→ THE TASK: Copy the records word for word, from their first line through the line that holds "[[389, 244]]", with both of those lines included.

→ RECORDS FOR THE TASK:
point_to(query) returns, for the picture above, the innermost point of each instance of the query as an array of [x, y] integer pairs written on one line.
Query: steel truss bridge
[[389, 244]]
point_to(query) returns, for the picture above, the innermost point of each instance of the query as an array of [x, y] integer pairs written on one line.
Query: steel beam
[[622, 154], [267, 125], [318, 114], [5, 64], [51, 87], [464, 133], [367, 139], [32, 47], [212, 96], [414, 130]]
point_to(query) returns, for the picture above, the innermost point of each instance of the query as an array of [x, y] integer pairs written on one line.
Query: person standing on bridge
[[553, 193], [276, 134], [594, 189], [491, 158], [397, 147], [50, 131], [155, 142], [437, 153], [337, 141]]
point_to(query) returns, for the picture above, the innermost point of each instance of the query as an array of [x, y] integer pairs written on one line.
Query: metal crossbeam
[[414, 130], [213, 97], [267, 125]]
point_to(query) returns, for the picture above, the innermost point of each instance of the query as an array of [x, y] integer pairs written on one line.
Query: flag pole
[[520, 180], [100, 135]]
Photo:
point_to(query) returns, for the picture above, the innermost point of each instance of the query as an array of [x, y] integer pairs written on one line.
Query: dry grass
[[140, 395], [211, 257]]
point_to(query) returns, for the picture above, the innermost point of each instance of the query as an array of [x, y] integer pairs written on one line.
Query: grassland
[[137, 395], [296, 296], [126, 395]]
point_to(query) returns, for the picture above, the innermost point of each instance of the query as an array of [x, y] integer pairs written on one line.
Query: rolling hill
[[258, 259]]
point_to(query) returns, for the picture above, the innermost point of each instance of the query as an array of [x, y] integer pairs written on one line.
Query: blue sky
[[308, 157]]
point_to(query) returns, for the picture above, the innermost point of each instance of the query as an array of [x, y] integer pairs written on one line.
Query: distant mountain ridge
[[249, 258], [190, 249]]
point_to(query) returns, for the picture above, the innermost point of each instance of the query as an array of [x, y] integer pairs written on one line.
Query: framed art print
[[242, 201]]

→ RIGHT ANSWER:
point_to(query) returns, for the picture above, the innermost point of each instance of the query as an array of [x, y] integer pairs written on one line.
Query: steel truss bridge
[[389, 244]]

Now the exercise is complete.